§ **Exercise objective**: Copy out every line of the rows below word for word, leaving the pictures out of your answer.

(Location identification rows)
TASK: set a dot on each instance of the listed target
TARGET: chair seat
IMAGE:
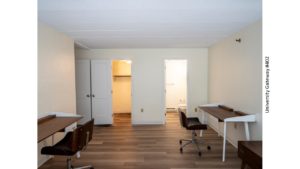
(193, 123)
(60, 148)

§ **Worked answer**:
TASK: set a dot on each instance of the listed target
TARGET: chair seat
IMAGE:
(193, 123)
(60, 148)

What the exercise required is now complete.